** Text excerpt follows **

I soon realised that if I wanted to grow stronger on the bike I couldn’t deprive myself of food anymore. It wasn’t enough to live off of sugar and tea to get through the day. I needed to give my body the fuel. Something switched in my attitude and my relationship with food changed significantly. Yes of course I still have the doubts, and like most people there are moments when I feel insecure. But teaching has given me something bigger than myself to live for and I need to be strong for that.
So what have I taken away with me from my experiences so far?
1 It can happen to anyone
Mental health does not discriminate. It is not choosey. It does not care what you are doing, where you are or who you are. It can impact any single one of us. For such a long time I never felt ‘worthy’ of being depressed. I never felt like anything ‘bad enough’ had happened to me to warrant me feeling this way. I felt like a fraud. Because of this I ignored what my mind and my body were trying to tell me; I put it in a little box at the back of my mind and carried on pushing through. The result – denial, burn-out and an even lower low.
Nobody has the right to tell you how you feel. The experiences that happen to you happen to you and you only. There is no checklist or neat box that you have to fit into to suffer with mental health – it doesn’t work like that! Which moves us nicely on to my second point…
2 It’s messy
I like my life organised. It’s either a or b; yes or no; right or wrong. Grey area? Not in my world. The amount of time I would spend going round and round in circles desperately trying to anticipate the outcome of something, or understand why someone had behaved in a certain way, doesn’t even bear thinking about.
I soon had to accept I couldn’t control everything. Life is complicated, it’s confusing and the road to recovery is definitely not linear. As soon as I started trying things outside of my comfort zone I realised that truly living happens in the in-between bits. It’s not always about racing to the finish.

** End of Text excerpt **
** Source information follows **

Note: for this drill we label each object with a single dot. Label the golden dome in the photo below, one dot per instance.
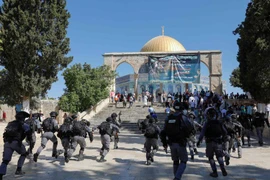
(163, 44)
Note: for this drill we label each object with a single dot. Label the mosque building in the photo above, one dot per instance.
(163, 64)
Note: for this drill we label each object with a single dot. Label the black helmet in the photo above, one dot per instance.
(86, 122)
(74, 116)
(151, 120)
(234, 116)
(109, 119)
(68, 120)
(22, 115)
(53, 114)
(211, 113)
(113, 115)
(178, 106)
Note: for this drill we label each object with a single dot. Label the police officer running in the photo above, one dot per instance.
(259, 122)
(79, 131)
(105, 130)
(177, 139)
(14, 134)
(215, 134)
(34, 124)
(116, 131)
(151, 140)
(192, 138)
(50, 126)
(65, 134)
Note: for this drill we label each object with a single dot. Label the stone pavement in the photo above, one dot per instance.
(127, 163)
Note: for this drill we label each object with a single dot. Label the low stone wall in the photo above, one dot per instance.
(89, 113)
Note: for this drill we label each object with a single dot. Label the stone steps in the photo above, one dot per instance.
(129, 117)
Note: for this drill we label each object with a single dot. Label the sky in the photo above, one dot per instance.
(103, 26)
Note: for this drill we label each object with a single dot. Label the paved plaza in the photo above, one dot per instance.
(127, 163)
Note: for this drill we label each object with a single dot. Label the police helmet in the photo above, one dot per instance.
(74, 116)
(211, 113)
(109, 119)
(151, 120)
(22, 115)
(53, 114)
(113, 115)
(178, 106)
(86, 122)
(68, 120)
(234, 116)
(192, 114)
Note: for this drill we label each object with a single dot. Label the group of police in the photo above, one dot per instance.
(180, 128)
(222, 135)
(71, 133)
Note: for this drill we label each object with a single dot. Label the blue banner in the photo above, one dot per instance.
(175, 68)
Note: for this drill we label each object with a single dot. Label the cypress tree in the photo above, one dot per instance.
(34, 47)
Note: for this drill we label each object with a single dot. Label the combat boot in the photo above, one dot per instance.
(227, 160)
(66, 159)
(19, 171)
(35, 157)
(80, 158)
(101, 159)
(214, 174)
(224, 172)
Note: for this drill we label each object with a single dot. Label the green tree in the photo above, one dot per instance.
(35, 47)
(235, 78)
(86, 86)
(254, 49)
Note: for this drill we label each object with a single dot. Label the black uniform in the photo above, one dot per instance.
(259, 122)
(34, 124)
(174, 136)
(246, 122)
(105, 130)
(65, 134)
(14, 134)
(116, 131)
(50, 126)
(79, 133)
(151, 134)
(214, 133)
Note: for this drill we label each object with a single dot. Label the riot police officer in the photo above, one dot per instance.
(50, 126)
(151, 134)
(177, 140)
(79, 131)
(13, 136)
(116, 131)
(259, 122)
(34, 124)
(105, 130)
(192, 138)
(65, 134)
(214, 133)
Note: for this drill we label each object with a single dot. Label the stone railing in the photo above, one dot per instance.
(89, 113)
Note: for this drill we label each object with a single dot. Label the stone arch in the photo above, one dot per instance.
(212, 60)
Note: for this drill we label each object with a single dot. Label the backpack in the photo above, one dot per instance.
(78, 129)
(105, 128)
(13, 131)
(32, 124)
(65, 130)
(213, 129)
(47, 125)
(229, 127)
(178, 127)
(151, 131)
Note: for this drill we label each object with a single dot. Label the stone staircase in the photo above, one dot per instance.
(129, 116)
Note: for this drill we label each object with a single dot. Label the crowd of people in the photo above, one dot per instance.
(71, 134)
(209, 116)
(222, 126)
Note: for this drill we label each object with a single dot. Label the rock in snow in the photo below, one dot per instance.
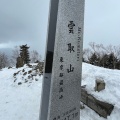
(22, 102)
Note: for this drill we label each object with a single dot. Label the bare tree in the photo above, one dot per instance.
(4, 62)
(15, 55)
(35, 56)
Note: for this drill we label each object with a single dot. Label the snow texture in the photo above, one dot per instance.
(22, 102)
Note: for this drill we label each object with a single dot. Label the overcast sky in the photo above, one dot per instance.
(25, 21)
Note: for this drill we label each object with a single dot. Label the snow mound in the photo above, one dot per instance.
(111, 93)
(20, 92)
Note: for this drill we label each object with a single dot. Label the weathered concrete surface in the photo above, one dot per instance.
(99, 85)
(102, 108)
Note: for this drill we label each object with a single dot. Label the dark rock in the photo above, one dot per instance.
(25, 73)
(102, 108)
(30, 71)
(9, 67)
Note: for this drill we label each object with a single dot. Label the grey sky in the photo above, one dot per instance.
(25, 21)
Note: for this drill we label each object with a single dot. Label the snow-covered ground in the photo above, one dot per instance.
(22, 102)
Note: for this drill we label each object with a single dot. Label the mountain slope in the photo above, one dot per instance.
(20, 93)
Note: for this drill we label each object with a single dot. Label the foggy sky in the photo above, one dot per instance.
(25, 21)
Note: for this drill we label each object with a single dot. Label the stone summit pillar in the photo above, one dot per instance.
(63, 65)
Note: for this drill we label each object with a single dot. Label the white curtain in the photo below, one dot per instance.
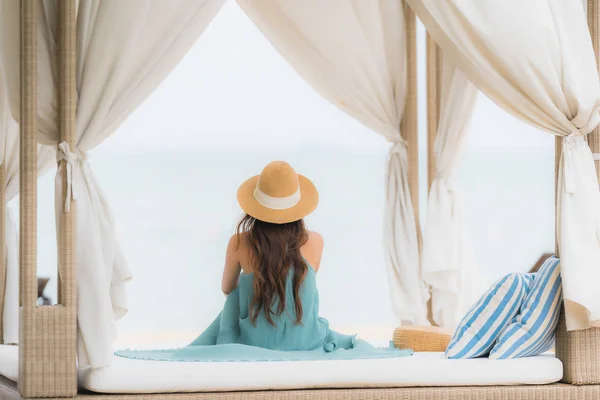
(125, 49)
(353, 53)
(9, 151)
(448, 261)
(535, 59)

** End of Source information **

Things to do:
(1) In the essay on mental health, what does the writer say teaching has provided?
(2) Please echo part of the essay on mental health word for word, beginning at the words "Nobody has the" and stopping after "bear thinking about.".
The records have no connection to the essay on mental health.

List of solutions:
(1) Something bigger than the writer to live for.

(2)
Nobody has the right to tell you how you feel. The experiences that happen to you happen to you and you only. There is no checklist or neat box that you have to fit into to suffer with mental health – it doesn’t work like that! Which moves us nicely on to my second point…
2 It’s messy
I like my life organised. It’s either a or b; yes or no; right or wrong. Grey area? Not in my world. The amount of time I would spend going round and round in circles desperately trying to anticipate the outcome of something, or understand why someone had behaved in a certain way, doesn’t even bear thinking about.